§ EXCERPT PROVIDED:
■ ■ ■ ■ ■

Contagion is a cerebral disaster movie
On the weekend we marked the 10th anniversary of the 9/11 terrorist attacks, a movie about different kind of global threat was number one at the box office.
Kate Winslett, playing a doctor, does her best to corral a deadly and fast-moving virus. She’s just one of the many-Oscared actors that make up Contagion’s star-studded cast: Gwyneth Paltrow, Matt Damon, Marion Cottillard, Laurence Fishburne, Jude Law, Bryan Cranston, and Elliot Gould. But none of them is THE star of the film. The real star is the disease, or more precisely, the response to the disease, which is a kind of bird flu/swine flu combo.
Instead of being a character study about the emotional toll on individuals, Contagion is more of a systems analysis. It’s about crisis management; how do we respond collectively to an outbreak. If this sounds dry as dust, it’s not. In Steven Soderberg’s hands, it’s a fast-paced and fascinating thriller.
And it’s not that the film doesn’t recognize the emotional side of the disease, Soderberg’s actors do their best to indicate the human costs of the illness, it’s just that the movie doesn’t have time to mourn. It’s got a whole planet to cover: from doctors on the front line to the epidemiologists in the lab, from the policy-makers at the World Health Organization and the CDC to the government bureaucrats, from the politicians to the military and homeland security officials, and from the media to social media.

■ ■ ■ ■ ■

§ WORK REQUIRED: Name every actor the Contagion review above mentions as part of the film's cast.

§ DATA SUPPLIED:
■ ■ ■ ■ ■

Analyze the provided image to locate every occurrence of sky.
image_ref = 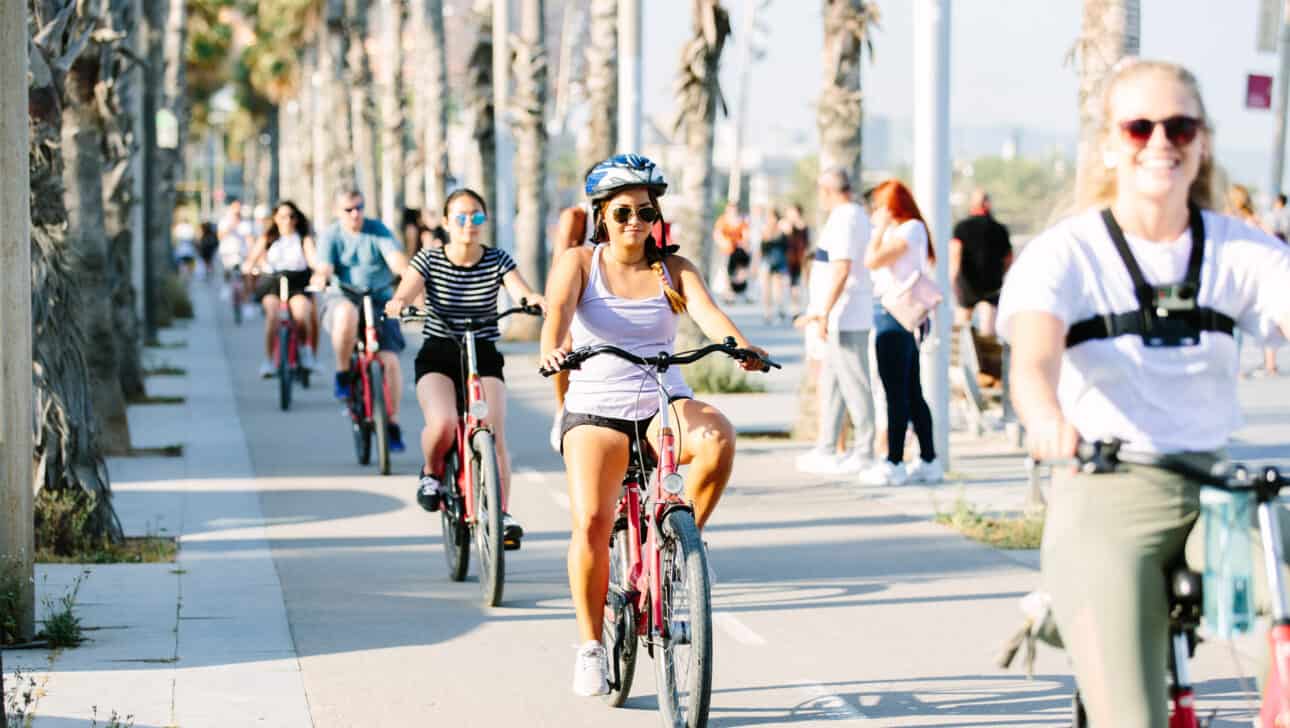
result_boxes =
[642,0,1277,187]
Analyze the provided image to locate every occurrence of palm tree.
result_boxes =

■ ■ ■ ■ ■

§ RESPONSE: Kate Winslett, Gwyneth Paltrow, Matt Damon, Marion Cottillard, Laurence Fishburne, Jude Law, Bryan Cranston, Elliot Gould